## BEGIN
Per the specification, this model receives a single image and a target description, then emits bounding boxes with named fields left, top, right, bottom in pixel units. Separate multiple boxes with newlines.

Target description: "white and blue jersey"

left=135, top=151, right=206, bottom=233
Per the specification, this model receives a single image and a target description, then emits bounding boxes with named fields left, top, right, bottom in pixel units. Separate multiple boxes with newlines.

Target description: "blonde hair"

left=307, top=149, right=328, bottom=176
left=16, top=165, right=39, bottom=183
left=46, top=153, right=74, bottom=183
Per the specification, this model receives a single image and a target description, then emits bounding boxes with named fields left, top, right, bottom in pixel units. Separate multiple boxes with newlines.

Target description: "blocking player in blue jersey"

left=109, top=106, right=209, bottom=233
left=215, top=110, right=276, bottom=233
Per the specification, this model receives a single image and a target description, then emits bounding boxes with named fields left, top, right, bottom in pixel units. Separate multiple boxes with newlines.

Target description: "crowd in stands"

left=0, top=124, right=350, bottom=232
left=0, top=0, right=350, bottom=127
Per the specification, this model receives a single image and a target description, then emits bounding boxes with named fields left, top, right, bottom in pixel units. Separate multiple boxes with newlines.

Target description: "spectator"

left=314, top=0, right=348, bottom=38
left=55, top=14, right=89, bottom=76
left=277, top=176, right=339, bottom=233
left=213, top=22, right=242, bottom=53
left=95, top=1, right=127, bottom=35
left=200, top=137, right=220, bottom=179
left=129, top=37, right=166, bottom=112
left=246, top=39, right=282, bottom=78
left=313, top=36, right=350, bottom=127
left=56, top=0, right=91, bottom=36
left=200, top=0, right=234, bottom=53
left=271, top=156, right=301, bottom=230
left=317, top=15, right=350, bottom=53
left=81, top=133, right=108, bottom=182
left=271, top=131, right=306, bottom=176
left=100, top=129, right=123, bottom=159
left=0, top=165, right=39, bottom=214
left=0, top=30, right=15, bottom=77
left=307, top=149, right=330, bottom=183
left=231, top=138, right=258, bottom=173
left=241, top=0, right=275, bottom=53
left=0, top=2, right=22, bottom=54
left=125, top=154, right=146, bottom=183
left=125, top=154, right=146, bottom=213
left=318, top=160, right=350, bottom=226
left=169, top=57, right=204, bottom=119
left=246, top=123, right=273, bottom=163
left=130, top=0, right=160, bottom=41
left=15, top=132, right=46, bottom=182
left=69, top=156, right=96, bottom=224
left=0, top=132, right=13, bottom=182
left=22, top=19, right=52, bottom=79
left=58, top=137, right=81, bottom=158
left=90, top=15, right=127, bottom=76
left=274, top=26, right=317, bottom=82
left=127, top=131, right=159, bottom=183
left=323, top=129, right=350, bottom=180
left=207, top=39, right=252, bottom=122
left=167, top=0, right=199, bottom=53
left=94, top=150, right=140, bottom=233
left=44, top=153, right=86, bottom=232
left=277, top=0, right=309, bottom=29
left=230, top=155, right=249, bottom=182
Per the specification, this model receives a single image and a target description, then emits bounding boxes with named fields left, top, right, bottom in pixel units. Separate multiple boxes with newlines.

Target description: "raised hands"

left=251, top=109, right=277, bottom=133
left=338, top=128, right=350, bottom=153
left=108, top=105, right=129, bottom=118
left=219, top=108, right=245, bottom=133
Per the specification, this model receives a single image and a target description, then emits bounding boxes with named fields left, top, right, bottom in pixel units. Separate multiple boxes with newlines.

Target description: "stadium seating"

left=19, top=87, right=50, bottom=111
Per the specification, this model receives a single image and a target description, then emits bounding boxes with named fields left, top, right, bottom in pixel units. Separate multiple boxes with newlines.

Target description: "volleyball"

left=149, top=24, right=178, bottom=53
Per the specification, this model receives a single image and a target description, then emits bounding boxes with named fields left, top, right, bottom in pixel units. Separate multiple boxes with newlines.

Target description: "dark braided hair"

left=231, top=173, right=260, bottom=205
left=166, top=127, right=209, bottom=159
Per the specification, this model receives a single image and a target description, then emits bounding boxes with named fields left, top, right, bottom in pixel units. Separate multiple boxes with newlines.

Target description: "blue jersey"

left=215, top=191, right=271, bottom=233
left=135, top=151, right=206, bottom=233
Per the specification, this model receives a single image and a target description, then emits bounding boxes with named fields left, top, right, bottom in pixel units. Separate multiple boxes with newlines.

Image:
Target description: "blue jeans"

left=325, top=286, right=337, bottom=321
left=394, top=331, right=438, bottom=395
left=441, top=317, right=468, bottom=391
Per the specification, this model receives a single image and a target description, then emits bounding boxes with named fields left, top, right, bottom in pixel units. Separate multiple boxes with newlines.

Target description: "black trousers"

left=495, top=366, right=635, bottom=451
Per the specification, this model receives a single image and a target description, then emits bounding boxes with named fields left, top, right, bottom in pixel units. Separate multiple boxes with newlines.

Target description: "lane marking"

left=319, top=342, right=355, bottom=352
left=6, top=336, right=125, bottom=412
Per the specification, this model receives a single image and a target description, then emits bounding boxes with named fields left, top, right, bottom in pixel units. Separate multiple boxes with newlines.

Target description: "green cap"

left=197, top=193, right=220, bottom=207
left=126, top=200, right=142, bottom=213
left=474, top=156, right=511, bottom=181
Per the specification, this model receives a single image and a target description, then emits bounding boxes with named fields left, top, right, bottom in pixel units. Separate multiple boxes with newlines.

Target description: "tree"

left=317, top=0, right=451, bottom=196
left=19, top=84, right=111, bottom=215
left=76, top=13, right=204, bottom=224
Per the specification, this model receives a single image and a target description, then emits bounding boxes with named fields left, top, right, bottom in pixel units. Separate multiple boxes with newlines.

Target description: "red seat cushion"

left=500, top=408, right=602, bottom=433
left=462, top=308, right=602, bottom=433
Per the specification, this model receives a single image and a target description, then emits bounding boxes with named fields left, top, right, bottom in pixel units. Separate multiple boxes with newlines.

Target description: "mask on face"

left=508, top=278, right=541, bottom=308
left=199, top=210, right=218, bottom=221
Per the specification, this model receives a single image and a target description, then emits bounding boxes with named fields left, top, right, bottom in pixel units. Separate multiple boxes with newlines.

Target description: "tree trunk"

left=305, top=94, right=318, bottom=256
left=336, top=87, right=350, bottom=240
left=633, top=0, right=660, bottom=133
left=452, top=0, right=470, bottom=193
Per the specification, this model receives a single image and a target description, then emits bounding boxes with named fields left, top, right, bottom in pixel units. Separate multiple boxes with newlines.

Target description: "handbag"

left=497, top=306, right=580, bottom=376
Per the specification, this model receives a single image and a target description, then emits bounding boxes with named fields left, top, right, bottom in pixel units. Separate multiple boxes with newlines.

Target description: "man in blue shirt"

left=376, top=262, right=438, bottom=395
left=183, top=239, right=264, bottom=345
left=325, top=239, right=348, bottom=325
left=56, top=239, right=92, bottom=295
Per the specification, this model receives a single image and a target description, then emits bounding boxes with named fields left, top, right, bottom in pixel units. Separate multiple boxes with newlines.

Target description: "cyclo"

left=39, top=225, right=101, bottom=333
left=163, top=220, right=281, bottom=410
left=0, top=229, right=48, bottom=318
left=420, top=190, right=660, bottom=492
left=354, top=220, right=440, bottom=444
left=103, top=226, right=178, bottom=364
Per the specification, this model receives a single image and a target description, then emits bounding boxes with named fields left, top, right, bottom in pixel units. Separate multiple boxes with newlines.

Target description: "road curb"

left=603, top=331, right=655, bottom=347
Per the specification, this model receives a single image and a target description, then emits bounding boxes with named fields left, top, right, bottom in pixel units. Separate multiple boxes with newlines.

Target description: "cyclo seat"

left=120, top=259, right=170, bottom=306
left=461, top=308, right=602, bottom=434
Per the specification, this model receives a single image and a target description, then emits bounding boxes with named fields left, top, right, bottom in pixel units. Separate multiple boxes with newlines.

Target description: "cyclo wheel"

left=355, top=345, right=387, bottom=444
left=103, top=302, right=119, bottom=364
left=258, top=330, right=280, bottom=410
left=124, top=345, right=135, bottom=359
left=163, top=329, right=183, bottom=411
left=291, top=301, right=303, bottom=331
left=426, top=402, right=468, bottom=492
## END
# PROBLEM STATEMENT
Rewrite the records from the very start through the line holding "left=0, top=0, right=350, bottom=127", inclusive, requests and all. Scale every bounding-box coordinate in the answers by 2.05 and round it to a whole number, rounding halves up.

# OUTPUT
Per the specification, this model receives a single image and a target description, then emits bounding boxes with named fields left, top, right, bottom in pixel units. Separate multiple boxes with newlines.

Target description: "white and blue jersey"

left=277, top=310, right=422, bottom=478
Per the specification, this model receives a single image and a target description, then emits bounding boxes with named fields left, top, right, bottom in pixel units. Separate multiple boxes with newlines.

Target description: "blonde hair"

left=629, top=305, right=672, bottom=361
left=33, top=338, right=80, bottom=375
left=94, top=314, right=152, bottom=375
Per the specification, this model receives a single image and a target description, then emits bounding boxes with named fields left, top, right, bottom in pixel units. Separate multiple boxes with newlines.

Target description: "blocking player in blue jersey"

left=223, top=217, right=428, bottom=478
left=441, top=226, right=566, bottom=478
Per the specification, this model receives a single image and a target description, then emits bounding boxes with named fields left, top, right, bottom in pixel units. Separate multiple boxes with newlines.

Target description: "crowd in stands"

left=0, top=254, right=718, bottom=476
left=0, top=0, right=718, bottom=260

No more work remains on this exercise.